(RECORDS FOR THIS EXERCISE)

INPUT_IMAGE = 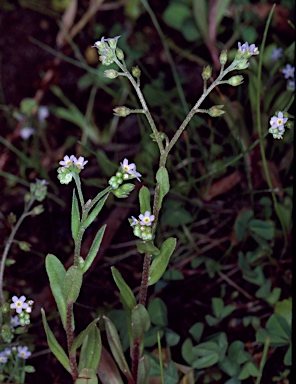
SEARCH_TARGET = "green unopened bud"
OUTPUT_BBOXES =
[227,75,244,86]
[104,69,118,79]
[7,212,17,225]
[19,241,31,251]
[286,120,293,129]
[219,50,227,66]
[236,59,249,70]
[116,48,124,61]
[132,66,141,78]
[30,179,48,202]
[208,105,225,117]
[112,183,135,198]
[202,65,212,81]
[1,324,13,343]
[31,204,44,216]
[113,106,131,117]
[57,167,73,184]
[107,36,120,49]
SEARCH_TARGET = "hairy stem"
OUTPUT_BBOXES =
[66,302,78,382]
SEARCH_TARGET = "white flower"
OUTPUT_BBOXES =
[139,211,155,226]
[73,156,88,169]
[10,296,29,314]
[17,346,31,359]
[59,155,74,168]
[131,216,139,226]
[38,106,49,121]
[20,127,35,140]
[269,111,288,130]
[120,159,142,181]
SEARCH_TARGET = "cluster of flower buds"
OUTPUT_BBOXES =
[129,211,155,241]
[10,295,34,326]
[109,159,141,191]
[93,36,122,66]
[24,179,48,203]
[57,155,88,184]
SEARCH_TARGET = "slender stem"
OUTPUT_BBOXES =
[139,254,152,306]
[255,337,270,384]
[131,339,140,383]
[73,173,85,208]
[157,331,165,384]
[0,198,35,305]
[114,58,164,154]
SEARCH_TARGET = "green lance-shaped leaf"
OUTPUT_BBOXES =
[78,325,102,372]
[139,186,151,214]
[83,194,109,230]
[71,189,80,242]
[136,240,160,255]
[131,304,151,340]
[137,355,150,384]
[82,225,106,274]
[45,254,67,329]
[111,267,136,311]
[71,317,101,354]
[41,308,71,373]
[148,238,177,286]
[64,266,83,304]
[156,167,170,208]
[75,368,98,384]
[103,315,132,381]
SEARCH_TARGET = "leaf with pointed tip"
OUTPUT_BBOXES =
[71,189,80,242]
[82,225,106,274]
[103,316,132,381]
[148,238,176,286]
[45,254,67,329]
[41,309,70,373]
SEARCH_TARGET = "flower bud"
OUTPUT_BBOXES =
[236,59,249,70]
[227,75,244,86]
[112,183,135,198]
[107,36,120,49]
[208,105,225,117]
[7,212,17,225]
[132,66,141,78]
[219,50,227,66]
[31,204,44,216]
[57,167,73,184]
[30,179,48,202]
[116,48,124,60]
[286,120,293,130]
[113,106,131,117]
[104,69,119,79]
[18,241,31,251]
[202,65,212,81]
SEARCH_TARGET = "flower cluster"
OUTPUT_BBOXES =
[10,295,34,326]
[57,155,88,184]
[109,159,141,191]
[29,179,48,202]
[129,211,155,241]
[93,36,121,66]
[237,42,259,58]
[0,345,31,365]
[269,111,288,139]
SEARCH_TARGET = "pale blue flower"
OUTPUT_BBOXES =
[269,111,288,130]
[270,47,283,60]
[121,158,142,181]
[238,42,259,56]
[59,155,74,168]
[282,64,294,79]
[0,352,7,364]
[17,346,31,359]
[10,315,20,328]
[139,211,155,226]
[131,216,139,226]
[10,296,29,314]
[287,79,295,90]
[38,106,49,122]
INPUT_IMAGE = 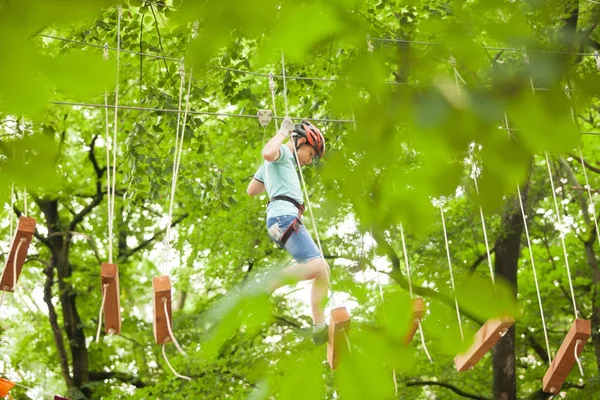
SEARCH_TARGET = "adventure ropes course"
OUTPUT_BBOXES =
[2,4,599,396]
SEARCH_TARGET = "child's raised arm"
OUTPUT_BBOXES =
[262,116,294,161]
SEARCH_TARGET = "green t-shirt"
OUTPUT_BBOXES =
[254,145,303,218]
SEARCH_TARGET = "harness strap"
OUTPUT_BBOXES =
[269,195,305,245]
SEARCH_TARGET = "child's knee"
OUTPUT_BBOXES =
[311,258,330,280]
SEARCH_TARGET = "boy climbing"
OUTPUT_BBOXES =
[246,116,330,345]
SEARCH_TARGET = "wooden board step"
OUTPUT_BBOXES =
[543,319,591,394]
[0,216,35,292]
[100,263,121,335]
[327,306,351,370]
[454,316,515,372]
[152,275,173,345]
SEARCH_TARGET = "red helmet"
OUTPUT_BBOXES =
[293,119,325,159]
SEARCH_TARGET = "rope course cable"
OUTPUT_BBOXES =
[399,224,433,362]
[371,36,600,57]
[41,33,578,91]
[95,6,122,342]
[439,203,464,341]
[501,111,553,363]
[545,157,579,319]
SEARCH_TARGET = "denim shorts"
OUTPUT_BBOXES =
[266,215,322,263]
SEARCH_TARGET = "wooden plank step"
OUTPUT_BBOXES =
[454,316,515,372]
[543,319,591,394]
[405,298,427,345]
[100,263,121,335]
[0,216,36,292]
[327,306,351,370]
[152,275,172,345]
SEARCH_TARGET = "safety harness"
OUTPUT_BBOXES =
[269,195,305,245]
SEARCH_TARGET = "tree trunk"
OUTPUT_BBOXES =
[492,182,528,400]
[41,199,91,398]
[584,239,600,375]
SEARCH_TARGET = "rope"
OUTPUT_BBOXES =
[468,149,496,286]
[564,85,600,249]
[161,63,193,276]
[501,110,552,363]
[577,146,600,246]
[439,205,464,341]
[454,57,494,287]
[104,92,113,263]
[281,51,289,117]
[109,6,122,264]
[95,283,109,342]
[0,291,5,315]
[13,382,60,398]
[279,52,333,304]
[19,116,28,217]
[516,185,553,364]
[371,36,600,57]
[574,339,584,376]
[544,154,579,319]
[12,238,26,291]
[162,343,191,381]
[162,297,187,355]
[399,224,433,362]
[160,60,186,275]
[9,183,14,239]
[268,73,279,131]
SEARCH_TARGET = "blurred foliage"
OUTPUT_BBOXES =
[1,0,600,399]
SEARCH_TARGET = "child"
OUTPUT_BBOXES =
[246,116,330,345]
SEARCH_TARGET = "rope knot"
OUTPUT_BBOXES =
[103,43,109,60]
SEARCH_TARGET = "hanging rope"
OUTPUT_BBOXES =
[163,297,186,356]
[450,63,496,287]
[20,116,28,218]
[104,91,113,264]
[11,238,26,291]
[467,149,495,287]
[268,73,280,132]
[9,183,14,239]
[501,110,553,363]
[439,204,464,341]
[279,52,336,308]
[574,339,584,376]
[516,184,552,364]
[399,224,433,362]
[13,381,63,398]
[95,284,109,342]
[96,6,121,341]
[109,6,122,264]
[564,85,600,249]
[162,343,191,381]
[544,153,579,319]
[161,62,193,277]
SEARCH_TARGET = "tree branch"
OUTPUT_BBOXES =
[68,134,104,232]
[469,245,497,273]
[405,380,490,400]
[117,212,189,262]
[89,371,146,388]
[42,264,73,387]
[568,153,600,175]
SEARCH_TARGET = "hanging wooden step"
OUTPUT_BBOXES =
[101,263,121,335]
[404,298,427,345]
[54,396,71,400]
[152,275,172,345]
[454,316,515,372]
[0,216,36,292]
[0,378,15,396]
[327,306,351,370]
[543,319,591,394]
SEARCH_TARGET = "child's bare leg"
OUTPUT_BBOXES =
[267,258,330,324]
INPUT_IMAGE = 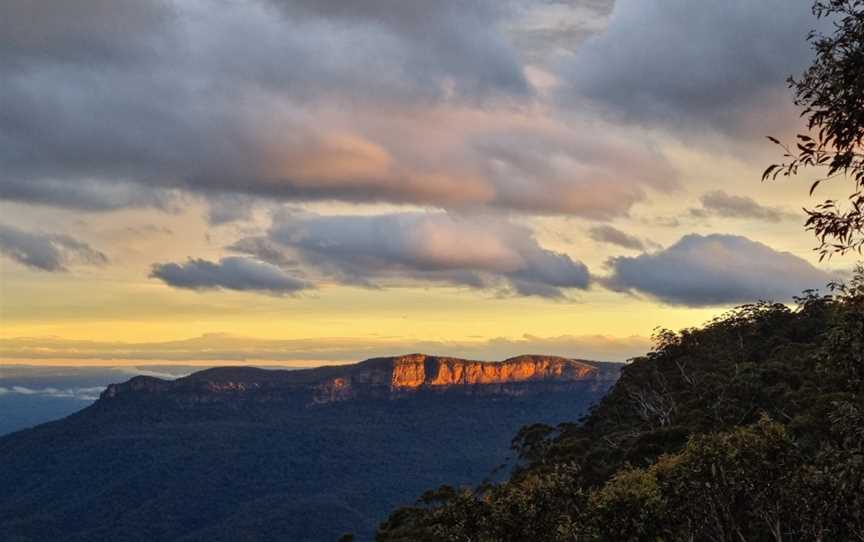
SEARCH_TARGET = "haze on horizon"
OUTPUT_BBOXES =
[0,0,856,367]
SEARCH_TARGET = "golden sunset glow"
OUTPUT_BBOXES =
[0,0,856,368]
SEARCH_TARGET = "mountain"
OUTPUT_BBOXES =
[0,354,619,542]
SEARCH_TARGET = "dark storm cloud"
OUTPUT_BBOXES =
[604,234,832,306]
[560,0,821,133]
[149,257,310,295]
[231,211,591,297]
[0,223,108,271]
[0,0,173,66]
[0,0,673,218]
[690,190,797,223]
[2,0,526,100]
[588,225,644,250]
[267,0,532,99]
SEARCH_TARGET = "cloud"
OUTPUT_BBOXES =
[124,224,173,237]
[604,234,833,306]
[505,0,615,63]
[0,223,107,271]
[690,190,797,223]
[205,194,257,225]
[2,0,526,100]
[149,257,310,295]
[0,0,673,219]
[112,367,190,380]
[588,225,644,250]
[236,211,591,297]
[0,178,182,212]
[560,0,820,135]
[0,0,173,66]
[264,0,532,100]
[226,237,298,267]
[0,332,649,363]
[0,385,105,401]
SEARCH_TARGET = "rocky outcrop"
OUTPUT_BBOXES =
[388,354,598,389]
[99,354,620,407]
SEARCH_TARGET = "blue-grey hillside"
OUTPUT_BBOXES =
[0,354,618,542]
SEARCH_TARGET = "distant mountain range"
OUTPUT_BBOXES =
[0,354,619,542]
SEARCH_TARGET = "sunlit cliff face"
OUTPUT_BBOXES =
[319,353,619,404]
[388,354,598,388]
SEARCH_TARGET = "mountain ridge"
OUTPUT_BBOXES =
[99,354,617,406]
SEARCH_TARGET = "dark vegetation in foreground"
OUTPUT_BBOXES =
[377,269,864,541]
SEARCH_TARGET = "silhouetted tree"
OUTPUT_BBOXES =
[765,0,864,259]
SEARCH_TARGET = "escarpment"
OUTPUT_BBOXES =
[99,354,619,408]
[389,354,600,388]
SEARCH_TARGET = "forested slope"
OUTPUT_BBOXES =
[378,269,864,541]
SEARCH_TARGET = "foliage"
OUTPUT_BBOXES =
[764,1,864,259]
[378,465,592,542]
[378,270,864,541]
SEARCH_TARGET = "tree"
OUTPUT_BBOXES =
[765,0,864,259]
[656,418,803,542]
[588,467,665,541]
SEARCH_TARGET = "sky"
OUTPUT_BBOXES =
[0,0,857,366]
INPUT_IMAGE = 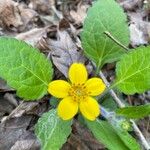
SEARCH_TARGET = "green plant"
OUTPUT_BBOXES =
[0,0,150,150]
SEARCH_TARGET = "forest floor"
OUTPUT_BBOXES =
[0,0,149,150]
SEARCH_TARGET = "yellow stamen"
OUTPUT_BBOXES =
[68,84,89,102]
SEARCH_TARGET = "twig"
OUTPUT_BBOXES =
[100,106,115,119]
[99,71,150,150]
[47,52,51,59]
[104,31,129,51]
[131,120,150,150]
[99,71,125,108]
[146,117,150,132]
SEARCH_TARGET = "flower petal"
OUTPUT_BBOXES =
[79,97,100,121]
[57,97,78,120]
[48,80,71,98]
[85,78,106,96]
[69,63,88,84]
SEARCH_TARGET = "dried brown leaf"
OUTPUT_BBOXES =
[0,0,37,32]
[129,23,147,46]
[17,5,38,32]
[118,0,142,11]
[0,0,23,29]
[4,93,18,107]
[62,121,105,150]
[3,102,40,119]
[29,0,55,14]
[0,78,12,92]
[70,3,88,24]
[0,96,14,117]
[0,115,37,150]
[47,30,86,77]
[10,140,40,150]
[128,12,149,46]
[16,28,48,46]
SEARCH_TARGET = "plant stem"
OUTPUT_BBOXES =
[95,63,101,76]
[104,31,129,52]
[99,71,150,150]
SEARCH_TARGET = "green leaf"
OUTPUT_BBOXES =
[86,119,129,150]
[35,109,72,150]
[113,126,141,150]
[101,95,118,111]
[81,0,129,69]
[0,37,53,100]
[116,104,150,119]
[115,46,150,94]
[85,119,141,150]
[50,97,59,108]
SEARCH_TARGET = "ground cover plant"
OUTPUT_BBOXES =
[0,0,150,150]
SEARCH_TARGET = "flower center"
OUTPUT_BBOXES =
[68,84,89,102]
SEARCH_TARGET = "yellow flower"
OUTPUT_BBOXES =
[48,63,106,121]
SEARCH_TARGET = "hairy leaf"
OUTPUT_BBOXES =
[0,37,53,100]
[85,119,140,150]
[86,119,128,150]
[115,46,150,94]
[35,109,72,150]
[113,126,141,150]
[116,104,150,119]
[81,0,129,69]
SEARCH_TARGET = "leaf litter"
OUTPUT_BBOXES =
[0,0,150,149]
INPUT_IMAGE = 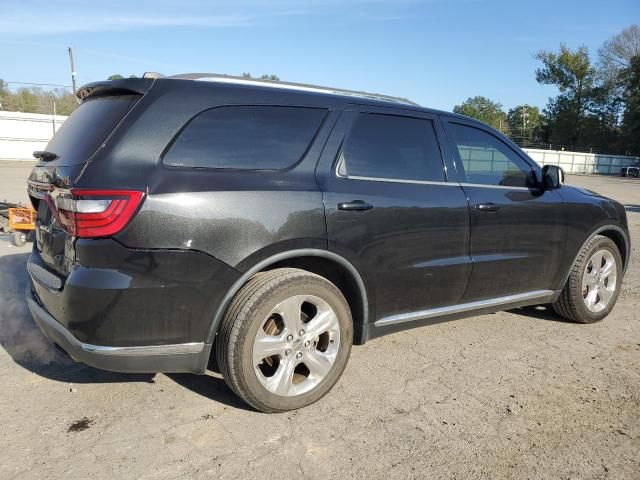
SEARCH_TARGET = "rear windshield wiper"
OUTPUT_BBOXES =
[33,150,58,161]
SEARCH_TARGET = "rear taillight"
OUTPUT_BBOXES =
[47,189,145,238]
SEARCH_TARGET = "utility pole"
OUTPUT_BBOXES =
[68,47,77,96]
[522,105,528,144]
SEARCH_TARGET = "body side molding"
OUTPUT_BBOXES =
[375,290,554,327]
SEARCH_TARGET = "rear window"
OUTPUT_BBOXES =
[45,94,141,166]
[163,106,327,170]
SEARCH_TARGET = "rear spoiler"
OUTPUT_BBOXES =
[76,78,155,102]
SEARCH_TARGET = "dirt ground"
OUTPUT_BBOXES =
[0,168,638,480]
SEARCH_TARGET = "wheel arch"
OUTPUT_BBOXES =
[206,249,370,346]
[561,224,630,288]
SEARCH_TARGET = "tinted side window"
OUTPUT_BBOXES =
[164,106,326,169]
[449,123,533,188]
[340,113,446,182]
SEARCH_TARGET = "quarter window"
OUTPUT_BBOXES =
[339,113,446,182]
[449,123,534,188]
[164,106,326,170]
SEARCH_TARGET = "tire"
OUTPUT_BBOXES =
[12,231,26,247]
[215,268,353,413]
[553,235,623,323]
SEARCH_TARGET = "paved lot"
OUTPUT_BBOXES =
[0,167,638,479]
[0,161,34,205]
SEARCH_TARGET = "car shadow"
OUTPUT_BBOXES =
[507,304,575,323]
[167,373,254,411]
[0,251,154,383]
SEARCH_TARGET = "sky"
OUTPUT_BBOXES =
[1,0,638,112]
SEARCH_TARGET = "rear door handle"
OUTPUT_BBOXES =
[474,202,500,212]
[338,200,374,212]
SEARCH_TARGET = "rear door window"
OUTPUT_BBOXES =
[163,106,327,170]
[45,94,141,166]
[338,113,446,182]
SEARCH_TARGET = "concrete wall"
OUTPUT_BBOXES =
[0,111,67,161]
[523,148,640,175]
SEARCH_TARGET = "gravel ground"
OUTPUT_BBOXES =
[0,169,638,480]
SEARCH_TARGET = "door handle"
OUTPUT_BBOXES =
[474,202,500,212]
[338,200,374,212]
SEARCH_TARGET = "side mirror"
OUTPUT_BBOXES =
[541,165,564,190]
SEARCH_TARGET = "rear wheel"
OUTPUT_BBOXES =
[215,268,353,412]
[553,235,622,323]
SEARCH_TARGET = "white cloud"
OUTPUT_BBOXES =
[0,0,429,34]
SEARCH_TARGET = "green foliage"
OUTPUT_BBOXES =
[108,74,138,80]
[507,105,543,143]
[621,56,640,154]
[241,73,280,81]
[453,96,508,132]
[0,79,77,115]
[535,44,597,146]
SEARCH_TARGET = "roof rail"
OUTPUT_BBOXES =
[167,73,419,106]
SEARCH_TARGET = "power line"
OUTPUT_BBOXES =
[4,81,72,88]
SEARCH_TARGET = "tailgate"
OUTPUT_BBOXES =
[27,90,144,276]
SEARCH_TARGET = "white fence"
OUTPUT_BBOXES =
[523,148,639,175]
[0,111,67,161]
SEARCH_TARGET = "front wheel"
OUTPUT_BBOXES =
[215,268,353,413]
[553,235,623,323]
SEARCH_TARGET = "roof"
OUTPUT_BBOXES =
[166,73,420,107]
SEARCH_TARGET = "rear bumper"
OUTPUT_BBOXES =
[27,239,240,347]
[27,290,211,374]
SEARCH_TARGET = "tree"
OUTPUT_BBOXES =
[0,81,78,115]
[620,55,640,155]
[453,96,507,132]
[240,73,280,81]
[599,25,640,79]
[0,79,9,110]
[507,105,543,144]
[107,74,124,80]
[535,44,597,146]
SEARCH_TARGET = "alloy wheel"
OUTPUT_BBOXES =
[581,249,617,313]
[252,295,341,397]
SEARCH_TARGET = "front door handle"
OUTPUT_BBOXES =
[474,202,500,212]
[338,200,374,212]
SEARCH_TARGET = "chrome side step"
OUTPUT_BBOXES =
[375,290,554,327]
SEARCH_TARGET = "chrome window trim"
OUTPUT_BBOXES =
[459,182,538,191]
[375,290,554,327]
[334,148,540,191]
[334,166,538,190]
[334,154,455,186]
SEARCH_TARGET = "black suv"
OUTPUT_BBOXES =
[26,75,630,412]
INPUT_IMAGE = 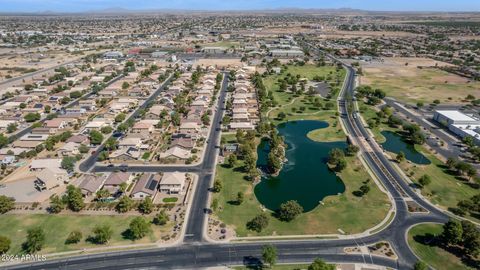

(End RECORDS FOR THIS EXERCISE)

## EXERCISE GOAL
What is needed is each line of the entries that contains the word "course".

## ANSWER TO THIS PROBLEM
SEARCH_TARGET = "adventure ropes course"
SEARCH_TARGET = "rope course cable"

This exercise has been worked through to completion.